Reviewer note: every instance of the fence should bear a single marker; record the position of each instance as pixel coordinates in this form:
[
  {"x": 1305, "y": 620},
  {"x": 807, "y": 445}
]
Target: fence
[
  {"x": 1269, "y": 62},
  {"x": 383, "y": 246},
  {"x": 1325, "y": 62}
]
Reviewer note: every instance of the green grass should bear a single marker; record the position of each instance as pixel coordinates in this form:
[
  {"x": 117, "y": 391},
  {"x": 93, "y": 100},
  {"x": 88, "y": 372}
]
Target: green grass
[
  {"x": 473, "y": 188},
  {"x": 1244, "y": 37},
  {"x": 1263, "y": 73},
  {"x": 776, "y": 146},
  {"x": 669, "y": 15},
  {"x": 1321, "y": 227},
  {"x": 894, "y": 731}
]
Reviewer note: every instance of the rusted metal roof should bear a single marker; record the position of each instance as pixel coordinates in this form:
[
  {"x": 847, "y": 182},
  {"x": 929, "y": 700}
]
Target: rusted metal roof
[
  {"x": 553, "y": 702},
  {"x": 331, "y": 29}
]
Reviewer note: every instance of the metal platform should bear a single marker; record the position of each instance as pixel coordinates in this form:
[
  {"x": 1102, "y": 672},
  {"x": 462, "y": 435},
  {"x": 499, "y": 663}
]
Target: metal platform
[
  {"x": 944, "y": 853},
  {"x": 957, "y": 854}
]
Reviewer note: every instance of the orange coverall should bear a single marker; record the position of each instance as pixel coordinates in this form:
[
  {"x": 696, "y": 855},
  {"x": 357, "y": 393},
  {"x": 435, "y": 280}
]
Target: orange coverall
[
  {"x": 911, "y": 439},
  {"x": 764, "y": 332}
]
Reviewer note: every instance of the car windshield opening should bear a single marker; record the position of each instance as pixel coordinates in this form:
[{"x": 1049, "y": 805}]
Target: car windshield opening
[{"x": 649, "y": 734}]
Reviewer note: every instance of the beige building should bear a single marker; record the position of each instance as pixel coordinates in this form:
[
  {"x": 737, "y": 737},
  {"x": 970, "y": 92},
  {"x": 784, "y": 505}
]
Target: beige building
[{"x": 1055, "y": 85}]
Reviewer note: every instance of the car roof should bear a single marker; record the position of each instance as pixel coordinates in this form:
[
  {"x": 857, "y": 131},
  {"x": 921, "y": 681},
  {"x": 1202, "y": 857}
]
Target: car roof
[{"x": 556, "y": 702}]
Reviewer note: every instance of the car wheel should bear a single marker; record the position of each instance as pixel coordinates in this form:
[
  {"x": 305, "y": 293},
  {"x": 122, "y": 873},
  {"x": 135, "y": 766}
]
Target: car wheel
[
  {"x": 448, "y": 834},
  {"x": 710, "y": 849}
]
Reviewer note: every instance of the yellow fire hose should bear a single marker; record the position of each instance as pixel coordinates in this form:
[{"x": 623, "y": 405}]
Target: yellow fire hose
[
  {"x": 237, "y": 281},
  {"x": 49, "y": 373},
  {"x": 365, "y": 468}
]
· · ·
Reproduce each entry above exactly, keeping every word.

Reviewer note: every instance of the fence should bear a single marker; record the position of each instance as pixel coordinates in this form:
[
  {"x": 1305, "y": 620},
  {"x": 807, "y": 445}
]
Target: fence
[
  {"x": 1269, "y": 62},
  {"x": 383, "y": 246},
  {"x": 1325, "y": 62}
]
Reviewer note: every instance of the green grass should bear a single marker; record the position of each instance as pixel coordinates in this form:
[
  {"x": 117, "y": 391},
  {"x": 93, "y": 100},
  {"x": 88, "y": 372}
]
Target: green grass
[
  {"x": 473, "y": 188},
  {"x": 1244, "y": 37},
  {"x": 1263, "y": 73},
  {"x": 776, "y": 146},
  {"x": 669, "y": 15},
  {"x": 1321, "y": 227},
  {"x": 894, "y": 731}
]
Reviewer note: every instance of the rusted metal roof should bear a single marker; record the position of each instance as pixel coordinates in this form:
[
  {"x": 847, "y": 182},
  {"x": 929, "y": 700}
]
Target: rusted metal roof
[
  {"x": 553, "y": 702},
  {"x": 331, "y": 29}
]
Reviewer note: every instance of the metal platform should bear a single marker; record the position of each instance as pixel coordinates in this form:
[
  {"x": 1102, "y": 672},
  {"x": 462, "y": 435},
  {"x": 499, "y": 663}
]
Target: metal platform
[
  {"x": 944, "y": 853},
  {"x": 957, "y": 854}
]
Reviewer note: every instance of the orange coverall should bear a single marker; record the position of each instance as pixel coordinates in this form:
[
  {"x": 696, "y": 855},
  {"x": 357, "y": 393},
  {"x": 435, "y": 280}
]
Target: orange coverall
[
  {"x": 911, "y": 439},
  {"x": 764, "y": 332}
]
Reviewer note: every instance of the car windshield opening should bear a single marker; record the position of each instance as pixel coordinates in this form:
[{"x": 1049, "y": 805}]
Target: car windshield opening
[{"x": 649, "y": 734}]
Reviewer note: every instance of the beige building should bear a single marker; record the position of each instance as pixel coordinates in this form:
[
  {"x": 737, "y": 737},
  {"x": 970, "y": 92},
  {"x": 784, "y": 505}
]
Target: beige building
[{"x": 1055, "y": 85}]
Reviewer note: every instance of the car roof should bear a single marker; record the position of each instance as pixel coordinates in this form:
[
  {"x": 857, "y": 131},
  {"x": 921, "y": 681},
  {"x": 1202, "y": 857}
]
Target: car roof
[{"x": 556, "y": 702}]
Reviewer note: every instance of the car wheel should bear a single marker; record the position of each instance as pixel coordinates in this form:
[
  {"x": 305, "y": 293},
  {"x": 122, "y": 873},
  {"x": 135, "y": 766}
]
Target: car wheel
[
  {"x": 448, "y": 834},
  {"x": 710, "y": 849}
]
Reviewer note: every instance of the yellow fire hose should bear a single marker; record the position of each instance as pixel coordinates in this form:
[{"x": 623, "y": 405}]
Target: yellow fire hose
[
  {"x": 237, "y": 281},
  {"x": 49, "y": 373},
  {"x": 365, "y": 468}
]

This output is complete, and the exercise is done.